» Tarefas a fazer
(1) Segundo o trecho fornecido, qual era o valor do salário mínimo em 2020?
(2) Reescreva em forma de lista, mantendo os fatos principais, o parágrafo do trecho fornecido que começa com "Os registros foram classificados".
(3) Transcreva do trecho fornecido tudo o que vai desde "Os registros foram" até "certeza da destinação.".

» Trecho fornecido
□ □ □ □ □

A defensoria lançou, nesta quinta-feira (1º), o Relatório sobre Aplicação do Princípio da Insignificância no Caso de Furto de Itens Alimentícios e de Higiene no Rio de Janeiro.
Os registros foram classificados de acordo com o tipo de objeto furtado e o preço a ele atribuído, tendo por base o salário mínimo da época, que era de R$ 1.045 em 2020 e de R$ 1.100 no ano seguinte. Os dados têm como fonte as audiências de custódia e os processos judiciais abertos no período e que tiveram atuação de defensores públicos. O maior número de casos foi de furto de metal, como fios de cobre, tampas de bueiro e grades, com 1.073 prisões. Em seguida, foram analisados registros relativos ao furto de alimentos, bebidas e artigos de higiene: 943, em que os defensores públicos têm maior certeza da destinação.
Insignificância
Em entrevista à Agência Brasil, a subcoordenadora de Defesa Criminal da DPRJ, Isabel Schprejer, informou que o princípio da insignificância não existe na lei escrita brasileira, embora a existência desse conceito esteja consolidada na jurisprudência, inclusive pelo Supremo Tribunal Federal (STF) e pelo Superior Tribunal de Justiça (STJ). Segundo o estudo da DPRJ, houve decisões que não aplicaram o princípio da insignificância por não existir na lei. "Algumas decisões entenderam que a ausência de previsão legal afasta o princípio de insignificância", disse Isabel.

□ □ □ □ □

» Bloco de dados
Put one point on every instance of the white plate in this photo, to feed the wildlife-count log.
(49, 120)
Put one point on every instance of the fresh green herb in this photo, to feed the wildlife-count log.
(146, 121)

□ □ □ □ □

» Respostas dos exercícios
(1) R$ 1.045.

(2)
- Critério de classificação: tipo de objeto furtado e preço atribuído a ele, com base no salário mínimo da época (R$ 1.045 em 2020 e R$ 1.100 no ano seguinte).
- Fonte dos dados: audiências de custódia e processos judiciais abertos no período, com atuação de defensores públicos.
- Maior número de casos: furto de metal (fios de cobre, tampas de bueiro e grades), com 1.073 prisões.
- Em seguida: furto de alimentos, bebidas e artigos de higiene, com 943 registros, nos quais os defensores públicos têm maior certeza da destinação.

(3)
Os registros foram classificados de acordo com o tipo de objeto furtado e o preço a ele atribuído, tendo por base o salário mínimo da época, que era de R$ 1.045 em 2020 e de R$ 1.100 no ano seguinte. Os dados têm como fonte as audiências de custódia e os processos judiciais abertos no período e que tiveram atuação de defensores públicos. O maior número de casos foi de furto de metal, como fios de cobre, tampas de bueiro e grades, com 1.073 prisões. Em seguida, foram analisados registros relativos ao furto de alimentos, bebidas e artigos de higiene: 943, em que os defensores públicos têm maior certeza da destinação.